__Goal of the exercise__: Retype all of the entries word for word.

__Supplied information__:

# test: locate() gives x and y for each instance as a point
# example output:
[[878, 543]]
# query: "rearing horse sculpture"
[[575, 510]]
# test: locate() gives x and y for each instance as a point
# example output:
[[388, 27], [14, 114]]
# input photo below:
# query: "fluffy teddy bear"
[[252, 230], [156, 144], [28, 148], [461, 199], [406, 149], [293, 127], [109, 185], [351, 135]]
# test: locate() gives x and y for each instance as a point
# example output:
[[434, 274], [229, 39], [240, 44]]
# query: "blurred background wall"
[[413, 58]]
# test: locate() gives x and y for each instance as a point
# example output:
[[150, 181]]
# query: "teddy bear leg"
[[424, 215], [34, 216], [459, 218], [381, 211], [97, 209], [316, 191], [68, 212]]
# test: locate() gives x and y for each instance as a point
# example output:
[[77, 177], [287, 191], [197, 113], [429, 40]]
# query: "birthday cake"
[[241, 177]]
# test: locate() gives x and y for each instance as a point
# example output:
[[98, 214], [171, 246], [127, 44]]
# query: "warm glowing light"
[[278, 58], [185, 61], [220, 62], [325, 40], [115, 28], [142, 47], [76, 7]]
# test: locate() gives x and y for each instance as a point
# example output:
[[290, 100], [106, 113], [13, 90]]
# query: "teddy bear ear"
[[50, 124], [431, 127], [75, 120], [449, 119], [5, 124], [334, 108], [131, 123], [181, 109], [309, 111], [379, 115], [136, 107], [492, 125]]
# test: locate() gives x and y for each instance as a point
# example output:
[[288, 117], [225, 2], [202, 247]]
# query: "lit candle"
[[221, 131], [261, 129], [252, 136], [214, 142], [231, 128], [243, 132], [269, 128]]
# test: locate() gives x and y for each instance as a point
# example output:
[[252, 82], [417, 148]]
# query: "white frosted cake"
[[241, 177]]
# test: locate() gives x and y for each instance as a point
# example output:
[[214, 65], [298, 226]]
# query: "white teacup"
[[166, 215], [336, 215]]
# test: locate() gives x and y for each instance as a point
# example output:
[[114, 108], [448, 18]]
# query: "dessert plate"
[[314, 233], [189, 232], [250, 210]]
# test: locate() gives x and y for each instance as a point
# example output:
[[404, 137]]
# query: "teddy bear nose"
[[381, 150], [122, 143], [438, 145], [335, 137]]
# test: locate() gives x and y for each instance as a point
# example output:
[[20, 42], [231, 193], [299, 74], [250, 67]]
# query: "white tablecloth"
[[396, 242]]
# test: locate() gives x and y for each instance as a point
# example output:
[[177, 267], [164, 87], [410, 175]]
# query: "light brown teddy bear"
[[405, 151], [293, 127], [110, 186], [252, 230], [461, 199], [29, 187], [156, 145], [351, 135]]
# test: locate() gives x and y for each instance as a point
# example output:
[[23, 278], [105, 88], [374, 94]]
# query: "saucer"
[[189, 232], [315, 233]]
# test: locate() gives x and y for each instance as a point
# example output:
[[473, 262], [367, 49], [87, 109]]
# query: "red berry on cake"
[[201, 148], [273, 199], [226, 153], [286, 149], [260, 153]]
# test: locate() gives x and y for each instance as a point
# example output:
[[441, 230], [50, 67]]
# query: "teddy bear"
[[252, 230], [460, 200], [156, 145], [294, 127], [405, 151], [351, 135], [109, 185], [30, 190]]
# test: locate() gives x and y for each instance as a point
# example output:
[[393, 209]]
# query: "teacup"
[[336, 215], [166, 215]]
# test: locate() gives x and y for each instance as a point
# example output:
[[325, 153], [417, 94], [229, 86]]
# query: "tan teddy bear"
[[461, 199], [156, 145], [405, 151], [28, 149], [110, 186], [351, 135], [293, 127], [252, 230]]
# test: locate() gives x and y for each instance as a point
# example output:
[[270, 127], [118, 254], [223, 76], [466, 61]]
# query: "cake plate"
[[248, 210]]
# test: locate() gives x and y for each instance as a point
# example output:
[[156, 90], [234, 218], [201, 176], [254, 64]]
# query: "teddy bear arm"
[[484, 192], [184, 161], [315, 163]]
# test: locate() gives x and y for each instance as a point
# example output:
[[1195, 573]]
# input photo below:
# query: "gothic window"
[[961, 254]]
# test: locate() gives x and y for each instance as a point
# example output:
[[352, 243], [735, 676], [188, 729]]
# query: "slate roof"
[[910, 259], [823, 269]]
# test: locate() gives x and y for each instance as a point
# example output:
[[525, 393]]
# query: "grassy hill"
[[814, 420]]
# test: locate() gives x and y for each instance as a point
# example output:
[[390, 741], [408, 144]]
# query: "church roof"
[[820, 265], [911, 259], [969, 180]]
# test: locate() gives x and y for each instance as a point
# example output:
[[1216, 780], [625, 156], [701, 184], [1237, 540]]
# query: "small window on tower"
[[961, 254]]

__Solution for this exercise__:
# test: locate() gives x and y for each instance as a point
# example output:
[[878, 543]]
# query: "rearing horse sculpture"
[[575, 510]]
# test: locate() gives x and y for each instance as a point
# example output:
[[388, 27], [14, 114]]
# input photo below:
# query: "fluffy teddy bear"
[[252, 230], [156, 144], [28, 148], [461, 199], [406, 149], [293, 127], [109, 185], [351, 135]]
# test: locate() gives x and y for each instance as a point
# example output:
[[434, 274], [229, 39], [240, 44]]
# query: "blurred background wall"
[[413, 58]]
# test: locate() gives x and y for each instance as a point
# example output:
[[150, 181]]
# query: "teddy bear leg"
[[424, 215], [34, 216], [459, 218], [381, 211], [97, 209], [316, 191], [68, 212]]
# test: locate() gives x and y for each instance as a point
# example output:
[[77, 177], [287, 191], [197, 113], [429, 40]]
# query: "birthday cake"
[[241, 177]]
# test: locate() gives x and y for each instance as a point
# example output:
[[98, 214], [171, 246], [127, 44]]
# query: "warm glowing light"
[[278, 58], [185, 61], [220, 62], [325, 40], [115, 28], [142, 47], [76, 7]]
# test: locate() gives x and y for each instance as a point
# example output:
[[290, 100], [106, 113], [13, 90]]
# query: "teddy bear ear"
[[50, 124], [431, 127], [75, 120], [449, 119], [5, 124], [334, 108], [131, 123], [181, 109], [309, 111], [379, 115], [136, 107], [492, 125]]
# test: locate() gives x and y for each instance as a point
# example output:
[[288, 117], [225, 2], [202, 247]]
# query: "lit candle"
[[221, 131], [261, 129], [252, 136], [214, 142], [231, 128], [243, 132], [269, 128]]
# test: locate() gives x and y for each instance as a point
# example output:
[[252, 82], [417, 148]]
# query: "white frosted cake"
[[241, 177]]
# test: locate() gives x and y for each instance as a point
# example output:
[[214, 65], [298, 226]]
# query: "white teacup"
[[166, 215], [336, 215]]
# test: locate() gives x and y for each instance as a point
# example output:
[[114, 108], [448, 18]]
# query: "dessert plate"
[[314, 233], [189, 232], [250, 210]]
# test: locate() gives x and y for each instance as a point
# example output:
[[404, 137]]
# query: "teddy bear nose"
[[381, 150], [122, 143], [438, 145], [335, 137]]
# test: locate() gives x and y for each instance as a point
# example output:
[[20, 42], [231, 193], [299, 74], [250, 67]]
# query: "white tablecloth"
[[396, 242]]
# test: locate() gives x and y for each instance as a point
# example output:
[[177, 267], [164, 87], [410, 175]]
# query: "light brown teddy bear"
[[405, 151], [293, 127], [110, 186], [252, 230], [461, 199], [29, 187], [156, 145], [351, 135]]
# test: locate() gives x and y for each instance as a point
# example output:
[[23, 278], [105, 88], [374, 94]]
# query: "saucer"
[[189, 232], [315, 233]]
# test: locate() gives x and y for each instance as a point
# example output:
[[473, 262], [367, 49], [87, 109]]
# query: "red berry on cake"
[[201, 148], [273, 199], [226, 153], [286, 149], [260, 153]]
# test: locate() gives x and y for each instance as a point
# example output:
[[441, 230], [50, 67]]
# query: "teddy bear"
[[252, 230], [460, 200], [156, 145], [294, 127], [405, 151], [351, 135], [109, 185], [30, 190]]
# test: locate() gives x and y for each instance as a point
# example output:
[[393, 209]]
# query: "teacup"
[[336, 215], [166, 215]]
# test: locate() gives x and y for each instance as a point
# example output:
[[325, 153], [417, 94], [229, 86]]
# query: "tan teddy bear"
[[461, 199], [156, 145], [405, 151], [28, 149], [110, 186], [351, 135], [293, 127], [252, 230]]
# test: locate() gives x and y for each instance as a point
# example output:
[[270, 127], [118, 254], [223, 76], [466, 61]]
# query: "cake plate"
[[248, 210]]
# test: locate() gives x and y for each instance as a point
# example output:
[[156, 90], [234, 218], [201, 176], [254, 64]]
# query: "teddy bear arm"
[[484, 192], [184, 161], [315, 163]]
# test: locate() gives x and y for each instance as a point
# example output:
[[1195, 573]]
# input photo below:
# query: "gothic window"
[[961, 254]]
# test: locate() gives x and y for each instance as a point
# example output:
[[352, 243], [735, 676], [188, 729]]
# query: "slate roof"
[[910, 259], [823, 269]]
# test: locate() gives x and y for each instance as a point
# example output:
[[525, 393]]
# query: "grassy hill"
[[814, 420]]
# test: locate() gives x and y for each instance as a point
# example output:
[[390, 741], [408, 144]]
# query: "church roof"
[[820, 265], [911, 259], [969, 180]]
# test: locate() gives x and y for each instance as a point
# example output:
[[1216, 780], [625, 156], [701, 184], [1237, 540]]
# query: "small window on tower"
[[961, 254]]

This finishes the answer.